(GOAL): Reproduce the part of the material that opens with the line containing "For every instance of the short" and closes at the end of the material, substituting "dot" for each occurrence of "marker" and leaving everything else unchanged.

--- PROVIDED MATERIAL ---

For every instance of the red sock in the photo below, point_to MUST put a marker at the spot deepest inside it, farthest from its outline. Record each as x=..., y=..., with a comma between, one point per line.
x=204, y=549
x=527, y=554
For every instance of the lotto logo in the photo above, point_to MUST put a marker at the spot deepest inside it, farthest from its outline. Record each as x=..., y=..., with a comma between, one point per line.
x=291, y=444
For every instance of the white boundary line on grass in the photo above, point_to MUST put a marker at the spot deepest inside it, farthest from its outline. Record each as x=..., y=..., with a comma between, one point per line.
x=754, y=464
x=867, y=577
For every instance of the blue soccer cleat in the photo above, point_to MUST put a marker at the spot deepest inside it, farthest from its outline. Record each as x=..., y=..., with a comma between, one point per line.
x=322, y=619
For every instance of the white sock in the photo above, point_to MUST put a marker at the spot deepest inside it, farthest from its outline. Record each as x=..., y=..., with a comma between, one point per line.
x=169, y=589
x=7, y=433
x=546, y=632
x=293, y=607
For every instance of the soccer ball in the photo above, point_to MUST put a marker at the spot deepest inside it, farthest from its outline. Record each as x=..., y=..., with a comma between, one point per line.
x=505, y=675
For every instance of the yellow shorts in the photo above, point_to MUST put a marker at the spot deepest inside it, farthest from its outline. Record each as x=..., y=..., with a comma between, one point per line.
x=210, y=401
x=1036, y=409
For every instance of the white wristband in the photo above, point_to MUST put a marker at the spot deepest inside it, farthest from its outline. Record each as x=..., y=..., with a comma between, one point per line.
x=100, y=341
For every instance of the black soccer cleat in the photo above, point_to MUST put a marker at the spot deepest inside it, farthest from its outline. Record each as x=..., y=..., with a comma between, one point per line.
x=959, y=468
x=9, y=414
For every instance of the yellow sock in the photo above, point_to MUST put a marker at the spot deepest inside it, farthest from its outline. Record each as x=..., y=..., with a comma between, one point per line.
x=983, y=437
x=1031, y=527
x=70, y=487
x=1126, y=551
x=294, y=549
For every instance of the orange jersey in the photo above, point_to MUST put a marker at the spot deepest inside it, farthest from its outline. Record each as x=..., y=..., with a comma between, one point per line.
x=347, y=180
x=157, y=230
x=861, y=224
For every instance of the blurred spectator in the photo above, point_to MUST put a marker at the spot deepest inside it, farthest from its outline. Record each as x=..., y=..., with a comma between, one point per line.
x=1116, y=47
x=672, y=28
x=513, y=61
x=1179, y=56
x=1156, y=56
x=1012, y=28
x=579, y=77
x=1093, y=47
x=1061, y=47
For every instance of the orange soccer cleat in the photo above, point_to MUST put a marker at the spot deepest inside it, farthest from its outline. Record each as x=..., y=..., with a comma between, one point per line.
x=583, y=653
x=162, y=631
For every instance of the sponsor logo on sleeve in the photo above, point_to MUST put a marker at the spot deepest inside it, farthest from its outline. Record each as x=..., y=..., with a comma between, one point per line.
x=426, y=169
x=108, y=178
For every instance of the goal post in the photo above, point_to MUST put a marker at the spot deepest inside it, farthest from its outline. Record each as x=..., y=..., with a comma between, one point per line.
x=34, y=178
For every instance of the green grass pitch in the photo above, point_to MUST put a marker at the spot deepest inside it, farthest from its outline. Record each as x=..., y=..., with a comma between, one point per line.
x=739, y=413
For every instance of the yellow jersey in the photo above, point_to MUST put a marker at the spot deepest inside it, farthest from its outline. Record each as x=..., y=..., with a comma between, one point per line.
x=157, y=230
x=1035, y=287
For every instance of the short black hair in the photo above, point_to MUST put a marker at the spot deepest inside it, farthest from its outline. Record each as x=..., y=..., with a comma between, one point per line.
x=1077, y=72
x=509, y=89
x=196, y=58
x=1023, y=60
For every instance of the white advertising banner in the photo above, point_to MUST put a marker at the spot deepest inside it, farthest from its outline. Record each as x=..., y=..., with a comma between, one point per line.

---

(PROBLEM SOLUTION):
For every instance of the short black hair in the photo above, point_to MUST put a dot at the spot deepest inside it, farthest from its outline. Record each as x=..., y=..., with a comma between, one point per line.
x=1077, y=72
x=509, y=89
x=196, y=58
x=1023, y=60
For every instance of the white advertising banner in the photo above, point_to MUST put a dot at the spot deepest inside it, farthest from its outline. Record each as x=..., y=..., with a comma between, one point per line.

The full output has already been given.